(Saved entries)
++++++++++++++++++++
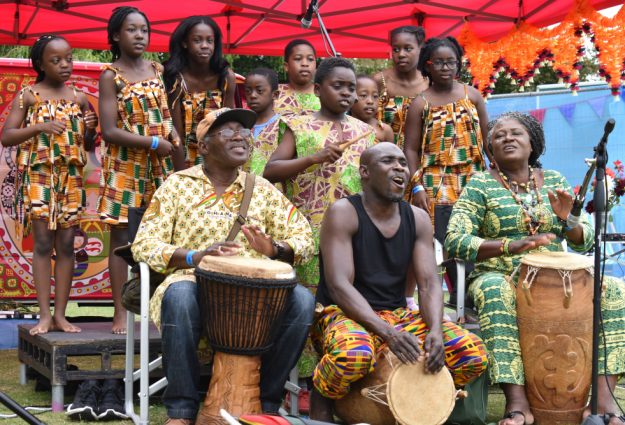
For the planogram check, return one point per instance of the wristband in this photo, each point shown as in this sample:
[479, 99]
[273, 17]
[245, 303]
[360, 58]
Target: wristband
[505, 246]
[418, 188]
[189, 258]
[154, 143]
[565, 226]
[279, 250]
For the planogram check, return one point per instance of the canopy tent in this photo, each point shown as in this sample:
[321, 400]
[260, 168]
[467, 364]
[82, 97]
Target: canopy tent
[357, 28]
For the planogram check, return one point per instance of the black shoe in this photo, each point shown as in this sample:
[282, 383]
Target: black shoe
++++++++++++++++++++
Exercise aim. Return word for word the line with "of the black" and every line after it through the end of the records above.

Response to the exercise.
For the planogram check, return one point per instance of the black shoe in this photo, each point shown as in this sample:
[282, 383]
Target: black shoe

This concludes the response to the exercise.